** begin Document section **
Metal Fabrication Shop Owner Dies When Crushed By Falling Steel Plate
Kentucky Case Report: 03KY124
Date of Incident: December 13, 2003
Report Release Date: December 1, 2004
On December 15, 2003, a metal fabrication shop owner died when a 4,000 pound steel base plate fell on him. While inside the shop building, the work crew of least three men, including the owner, fabricated a 10’x 20’ steel base plate to be used at a water treatment plant. The base plate was to house or serve as a base anchor a large water pump. After welding connectors and channel iron beams to one side of the plate, the crew pushed the plate through a bay door with a forktruck to an outside area in back of the shop. The forktruck operator used the forks to lift one side of the plate. The owner then crawled headfirst underneath the plate to place blocks underneath the plate. While the owner was underneath the plate, the plate slipped off the forks of the forktruck, and the plate fell on the victim. He died at the scene due to multiple blunt force injuries.
To prevent occurrences of similar incidents, the following recommendations have been made:
- Employers should provide and use adequate procedures and tools
to perform jobs safely.
- Business owners should follow best safety practices.
- Employers/employees should be properly trained on the use of forktrucks.
- No one should be positioned underneath the elevated load of a forklift.
- Employers/employees should be trained in the proper methods to secure and lift loads when using a forklift to prevent the load from slipping or moving.
- Employers should develop written safety procedures for all tasks and provide training for the procedures.
** end Document section **
** begin Material shown **
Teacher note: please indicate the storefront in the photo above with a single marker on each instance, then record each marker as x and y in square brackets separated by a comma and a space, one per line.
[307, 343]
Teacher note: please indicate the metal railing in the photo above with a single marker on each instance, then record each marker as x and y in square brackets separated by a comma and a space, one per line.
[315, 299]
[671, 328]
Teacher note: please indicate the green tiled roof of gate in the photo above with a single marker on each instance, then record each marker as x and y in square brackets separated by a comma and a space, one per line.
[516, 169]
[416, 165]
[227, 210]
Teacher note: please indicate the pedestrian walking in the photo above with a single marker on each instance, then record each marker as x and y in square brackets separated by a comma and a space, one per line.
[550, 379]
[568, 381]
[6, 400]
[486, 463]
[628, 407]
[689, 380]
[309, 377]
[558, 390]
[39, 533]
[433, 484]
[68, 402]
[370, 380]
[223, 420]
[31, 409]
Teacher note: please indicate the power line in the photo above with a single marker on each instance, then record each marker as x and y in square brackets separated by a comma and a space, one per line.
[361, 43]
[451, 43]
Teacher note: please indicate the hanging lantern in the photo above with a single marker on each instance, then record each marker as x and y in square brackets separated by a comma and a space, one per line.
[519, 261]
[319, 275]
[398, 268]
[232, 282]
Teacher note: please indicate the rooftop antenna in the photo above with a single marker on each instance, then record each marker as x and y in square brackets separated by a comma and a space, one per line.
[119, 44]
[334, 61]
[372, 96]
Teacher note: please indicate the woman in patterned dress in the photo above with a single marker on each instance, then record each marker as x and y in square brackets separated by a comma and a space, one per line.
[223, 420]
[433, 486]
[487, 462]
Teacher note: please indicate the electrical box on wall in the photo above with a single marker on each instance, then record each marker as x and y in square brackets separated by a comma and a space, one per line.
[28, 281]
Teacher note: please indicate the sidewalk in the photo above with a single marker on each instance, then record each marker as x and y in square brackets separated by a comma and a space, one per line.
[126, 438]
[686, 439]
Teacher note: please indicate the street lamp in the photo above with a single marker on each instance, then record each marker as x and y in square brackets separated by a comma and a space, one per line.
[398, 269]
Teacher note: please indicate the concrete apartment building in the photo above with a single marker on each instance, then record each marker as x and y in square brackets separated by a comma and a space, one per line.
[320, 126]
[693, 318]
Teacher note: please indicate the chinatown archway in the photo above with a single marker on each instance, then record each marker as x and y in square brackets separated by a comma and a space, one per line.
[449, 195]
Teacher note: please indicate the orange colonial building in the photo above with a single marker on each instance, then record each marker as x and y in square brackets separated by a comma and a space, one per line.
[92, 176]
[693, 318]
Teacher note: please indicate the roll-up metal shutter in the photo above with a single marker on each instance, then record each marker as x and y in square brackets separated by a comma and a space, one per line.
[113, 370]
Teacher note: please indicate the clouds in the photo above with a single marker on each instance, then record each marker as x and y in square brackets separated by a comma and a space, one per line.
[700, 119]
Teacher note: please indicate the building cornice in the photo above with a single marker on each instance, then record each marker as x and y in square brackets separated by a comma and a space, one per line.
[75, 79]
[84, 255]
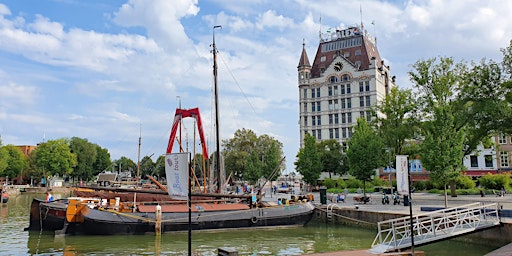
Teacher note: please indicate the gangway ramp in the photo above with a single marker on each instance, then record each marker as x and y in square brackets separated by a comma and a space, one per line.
[395, 234]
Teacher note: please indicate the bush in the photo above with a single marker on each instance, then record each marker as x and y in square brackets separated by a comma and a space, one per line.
[329, 183]
[465, 182]
[354, 183]
[341, 183]
[496, 181]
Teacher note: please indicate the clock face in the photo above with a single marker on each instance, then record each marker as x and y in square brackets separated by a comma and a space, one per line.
[338, 66]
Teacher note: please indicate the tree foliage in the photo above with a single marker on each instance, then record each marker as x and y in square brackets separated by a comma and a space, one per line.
[398, 121]
[85, 157]
[309, 160]
[365, 152]
[250, 157]
[54, 157]
[16, 161]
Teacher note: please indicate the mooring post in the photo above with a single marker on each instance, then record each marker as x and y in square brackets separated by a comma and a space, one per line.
[158, 223]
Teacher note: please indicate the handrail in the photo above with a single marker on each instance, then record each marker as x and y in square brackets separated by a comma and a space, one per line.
[395, 233]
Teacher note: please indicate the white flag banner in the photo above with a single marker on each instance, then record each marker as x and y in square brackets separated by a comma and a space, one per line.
[176, 171]
[402, 175]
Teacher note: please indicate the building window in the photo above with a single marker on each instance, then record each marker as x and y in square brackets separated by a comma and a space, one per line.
[488, 161]
[474, 161]
[368, 116]
[504, 159]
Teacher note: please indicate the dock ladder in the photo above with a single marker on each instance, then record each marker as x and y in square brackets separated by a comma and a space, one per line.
[395, 234]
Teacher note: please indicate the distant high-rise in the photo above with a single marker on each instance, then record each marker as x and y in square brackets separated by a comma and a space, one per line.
[347, 78]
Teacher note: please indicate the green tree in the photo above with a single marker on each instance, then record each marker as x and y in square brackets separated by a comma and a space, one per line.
[332, 157]
[86, 153]
[16, 161]
[125, 164]
[147, 166]
[103, 162]
[442, 149]
[365, 152]
[250, 157]
[54, 157]
[398, 122]
[309, 160]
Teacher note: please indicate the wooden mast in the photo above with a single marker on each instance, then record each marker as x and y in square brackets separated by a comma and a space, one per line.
[220, 176]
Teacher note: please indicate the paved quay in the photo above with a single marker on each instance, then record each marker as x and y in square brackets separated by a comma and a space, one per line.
[419, 200]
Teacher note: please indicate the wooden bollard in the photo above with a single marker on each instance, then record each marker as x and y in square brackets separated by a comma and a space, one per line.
[158, 223]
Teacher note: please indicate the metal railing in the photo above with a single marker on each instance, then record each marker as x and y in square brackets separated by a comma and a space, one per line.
[395, 234]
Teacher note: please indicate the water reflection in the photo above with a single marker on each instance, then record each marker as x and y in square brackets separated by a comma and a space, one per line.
[315, 237]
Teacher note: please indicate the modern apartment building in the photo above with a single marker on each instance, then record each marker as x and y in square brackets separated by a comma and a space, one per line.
[347, 78]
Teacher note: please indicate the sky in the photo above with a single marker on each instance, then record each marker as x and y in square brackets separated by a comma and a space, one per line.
[111, 71]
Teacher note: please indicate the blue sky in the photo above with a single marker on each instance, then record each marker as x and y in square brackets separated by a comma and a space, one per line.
[105, 70]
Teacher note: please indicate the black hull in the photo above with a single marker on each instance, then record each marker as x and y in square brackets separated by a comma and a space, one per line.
[106, 223]
[47, 216]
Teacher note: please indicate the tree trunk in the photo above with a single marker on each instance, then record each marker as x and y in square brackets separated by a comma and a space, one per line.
[445, 197]
[453, 188]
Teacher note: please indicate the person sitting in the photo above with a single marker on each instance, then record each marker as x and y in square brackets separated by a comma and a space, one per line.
[49, 197]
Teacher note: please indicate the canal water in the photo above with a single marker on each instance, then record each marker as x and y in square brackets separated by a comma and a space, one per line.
[314, 237]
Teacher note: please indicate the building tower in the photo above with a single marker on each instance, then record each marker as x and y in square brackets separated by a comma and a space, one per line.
[347, 78]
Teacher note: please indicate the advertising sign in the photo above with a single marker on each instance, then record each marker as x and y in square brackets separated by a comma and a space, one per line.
[176, 171]
[402, 175]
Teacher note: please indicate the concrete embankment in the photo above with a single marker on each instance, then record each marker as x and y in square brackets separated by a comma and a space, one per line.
[368, 215]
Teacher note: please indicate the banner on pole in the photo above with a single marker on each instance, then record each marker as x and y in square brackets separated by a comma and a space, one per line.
[176, 171]
[402, 175]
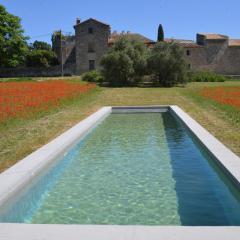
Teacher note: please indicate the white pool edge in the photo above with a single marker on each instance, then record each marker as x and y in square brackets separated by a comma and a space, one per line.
[22, 173]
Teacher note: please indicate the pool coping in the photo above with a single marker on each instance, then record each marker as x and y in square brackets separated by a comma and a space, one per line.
[22, 173]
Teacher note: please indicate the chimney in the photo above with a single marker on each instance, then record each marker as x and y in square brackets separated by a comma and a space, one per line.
** end Material shown **
What is asked:
a – In the steel plate incident report, rewrite everything from "- Employers/employees should be trained" down to "for the procedures.", replacing "written safety procedures" with "documented safety procedures".
b – Translate this sentence from the steel plate incident report into Spanish: "He died at the scene due to multiple blunt force injuries."
c – Use the steel plate incident report to answer these questions:
(i) How much did the steel base plate weigh?
(ii) When was the report released?
(iii) Where was the base plate to be used?

Responses to the exercise:
a –
- Employers/employees should be trained in the proper methods to secure and lift loads when using a forklift to prevent the load from slipping or moving.
- Employers should develop documented safety procedures for all tasks and provide training for the procedures.

b – Murió en el lugar a causa de múltiples lesiones por traumatismo contuso.

c –
(i) 4,000 pounds
(ii) December 1, 2004
(iii) At a water treatment plant